Edward de Vere’s Ulysses and Agamemnon. Highlighting the Real Issue.

A goodly number of years ago, now, it became clear to me that the play Troilus and Cressida was not actually one play.  It was two.  One part of the play was written resoundingly in the style of the 1580s or before and the other circa 1599.  The two were so strikingly different that major portions of the old play, at least, were clearly intact in their original form.

In a different, later line of study, I would also learn that the Earl of Oxford had a close relationship with a play, performed in 1584, the title of which corresponded exactly to the plot of that older play.  I mentioned the fact in my Edward de Vere was Shakespeare: at long last the proof (2013)[1]:

121.  In 1580, Oxford formed his own troop of players.  In 1584, they would perform a play entered in the records as Ulysses and Agamemnon.  Scholars have long recognized that Shake-speare’s play Troilus and Cressida is actually two plays sutured together: one about the couple in the title, the other about Ulysses prodding of Agamemnon to demand his due, as king, from the overweening Greek warrior Achilles.
I long promised myself to look more deeply into the matter when the time came available.  In the meantime, I jotted notes, experimented seeking viable textual and other tests, etc.

> Extracted records:
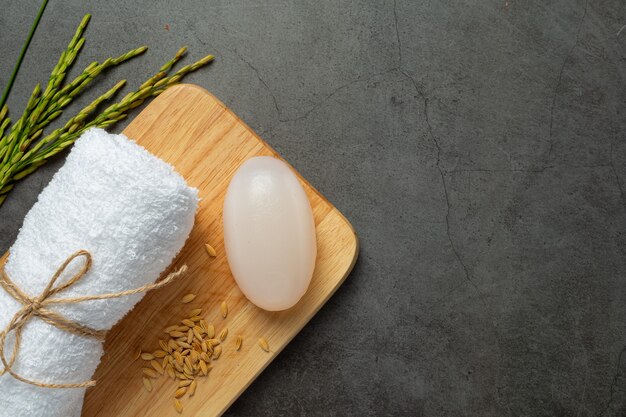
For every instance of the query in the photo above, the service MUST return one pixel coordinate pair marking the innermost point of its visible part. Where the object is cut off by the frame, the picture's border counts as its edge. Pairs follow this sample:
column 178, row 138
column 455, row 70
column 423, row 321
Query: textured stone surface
column 479, row 149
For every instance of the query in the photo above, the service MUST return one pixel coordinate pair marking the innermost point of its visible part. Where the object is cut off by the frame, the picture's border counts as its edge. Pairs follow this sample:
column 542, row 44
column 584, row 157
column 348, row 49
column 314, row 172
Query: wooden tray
column 206, row 142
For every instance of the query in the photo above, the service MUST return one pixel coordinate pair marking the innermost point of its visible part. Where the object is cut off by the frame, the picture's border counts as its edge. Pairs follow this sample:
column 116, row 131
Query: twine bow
column 38, row 307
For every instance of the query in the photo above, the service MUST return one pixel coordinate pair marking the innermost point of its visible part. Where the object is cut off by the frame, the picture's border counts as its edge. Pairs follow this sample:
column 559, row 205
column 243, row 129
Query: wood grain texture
column 206, row 143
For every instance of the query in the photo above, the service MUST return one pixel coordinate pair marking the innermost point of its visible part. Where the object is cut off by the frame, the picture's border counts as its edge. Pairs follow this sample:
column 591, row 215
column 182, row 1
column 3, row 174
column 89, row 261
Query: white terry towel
column 133, row 213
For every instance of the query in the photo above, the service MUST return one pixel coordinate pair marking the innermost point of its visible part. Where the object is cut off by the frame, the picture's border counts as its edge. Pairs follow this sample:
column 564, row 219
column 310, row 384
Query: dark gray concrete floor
column 479, row 149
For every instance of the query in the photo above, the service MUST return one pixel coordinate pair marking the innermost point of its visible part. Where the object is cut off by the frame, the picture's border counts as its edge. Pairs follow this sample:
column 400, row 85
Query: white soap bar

> Your tasks:
(a) According to the essay on Troilus and Cressida, in what year did the Earl of Oxford form his own troop of players?
(b) Continue the essay on Troilus and Cressida from the point where it stops.
The items have no connection to the essay on Troilus and Cressida.

> Solved problems:
(a) 1580.

(b)
When I did return to investigate more deeply, the results were astonishing.  All tests indicated that the earlier play was incorporated in its entirety.  The single major change was that the earlier prose lines were broken at points roughly approximating blank verse.  A number of rhymed couplets were added in order to mark out scene breaks as had become the habit in the mid to late 1590s.

In the Introduction to my subsequent edition of Ulysses and Agamemnon (1584)[2], I clarify the earlier paragraph from Edward de Vere was Shakespeare:

In actuality, according to the minimal records of the time, the play was performed on St. John’s Day, December 27, by “Earl of Oxenford his boys,” a name briefly given to the Boys of St. Pauls.  Whether any of the Earl of Oxford’s adult troop participated is not known.  The play was performed in the royal palace at Greenwich.
Throughout the hundreds of pages of scholarly text I have provided, I include hundreds of citations from traditional and contemporary sources regarding the evident existence of two plays (one about Ulysses and Agamemnon).

Another set of English commentators, from Steevens to Seymour, have satisfied themselves that Shakespeare's genius and taste had been expended in improving the work of an inferior author, whose poorer groundwork still appeared through his more precious decorations. Verplank.[3]
Placed beside Shakespeare of 1599, the Vere of 1584 was indeed “inferior”.  Edward de Vere, the 17th Earl of Oxford, was not yet the playwright we know as Shakespeare.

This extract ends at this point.